**Short problem**
Report how many lines in the records below contain the string "pillar", treating uppercase and lowercase as distinct, and give only that number.

**Data lines**
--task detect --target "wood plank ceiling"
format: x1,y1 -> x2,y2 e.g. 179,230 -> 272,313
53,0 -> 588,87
==
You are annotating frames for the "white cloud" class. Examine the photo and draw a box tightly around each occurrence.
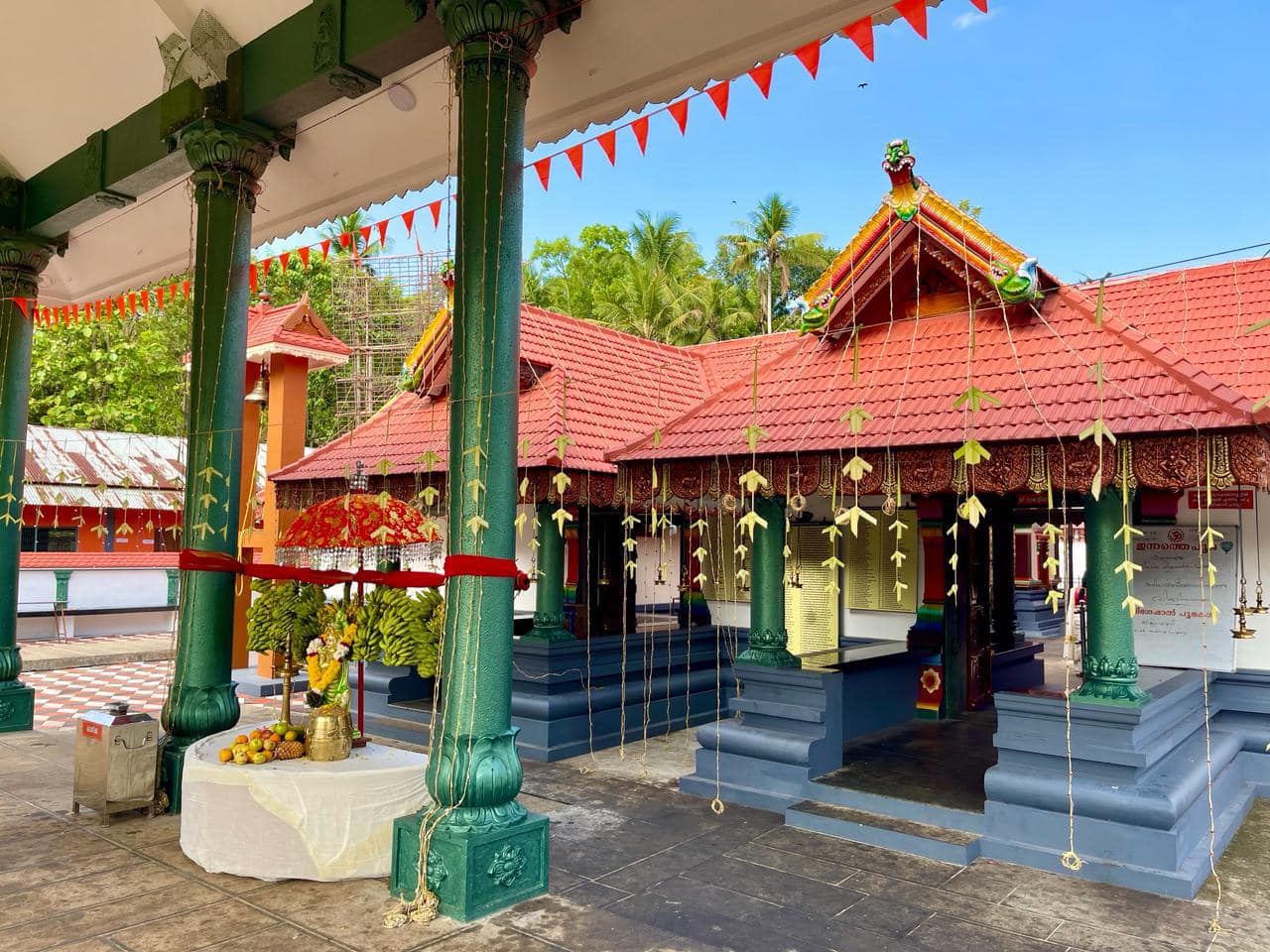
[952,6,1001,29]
* * *
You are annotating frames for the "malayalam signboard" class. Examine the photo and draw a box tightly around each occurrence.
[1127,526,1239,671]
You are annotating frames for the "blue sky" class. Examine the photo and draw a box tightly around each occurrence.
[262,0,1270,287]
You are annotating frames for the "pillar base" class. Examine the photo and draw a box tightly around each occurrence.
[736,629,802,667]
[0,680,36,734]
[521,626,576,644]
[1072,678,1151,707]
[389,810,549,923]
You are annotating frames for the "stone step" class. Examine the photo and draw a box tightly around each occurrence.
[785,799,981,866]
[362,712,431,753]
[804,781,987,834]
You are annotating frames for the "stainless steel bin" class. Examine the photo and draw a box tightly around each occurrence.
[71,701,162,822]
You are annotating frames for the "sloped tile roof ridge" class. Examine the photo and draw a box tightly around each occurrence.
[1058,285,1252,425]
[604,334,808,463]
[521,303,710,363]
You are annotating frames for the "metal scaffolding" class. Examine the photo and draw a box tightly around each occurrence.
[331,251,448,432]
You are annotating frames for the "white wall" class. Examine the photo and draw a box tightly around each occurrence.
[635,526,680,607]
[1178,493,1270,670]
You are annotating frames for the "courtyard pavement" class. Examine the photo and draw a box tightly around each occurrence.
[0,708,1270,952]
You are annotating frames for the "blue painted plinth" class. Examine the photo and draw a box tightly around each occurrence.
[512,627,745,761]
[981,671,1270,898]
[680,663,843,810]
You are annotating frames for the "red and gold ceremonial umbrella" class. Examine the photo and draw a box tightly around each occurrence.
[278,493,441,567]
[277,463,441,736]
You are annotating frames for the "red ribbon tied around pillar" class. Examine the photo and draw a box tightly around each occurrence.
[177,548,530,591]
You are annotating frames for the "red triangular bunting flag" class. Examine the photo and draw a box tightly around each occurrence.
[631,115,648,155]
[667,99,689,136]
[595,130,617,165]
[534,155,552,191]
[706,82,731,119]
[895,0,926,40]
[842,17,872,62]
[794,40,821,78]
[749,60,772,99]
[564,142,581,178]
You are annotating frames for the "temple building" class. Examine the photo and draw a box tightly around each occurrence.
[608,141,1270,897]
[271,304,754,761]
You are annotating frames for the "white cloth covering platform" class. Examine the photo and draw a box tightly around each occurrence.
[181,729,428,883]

**Response**
2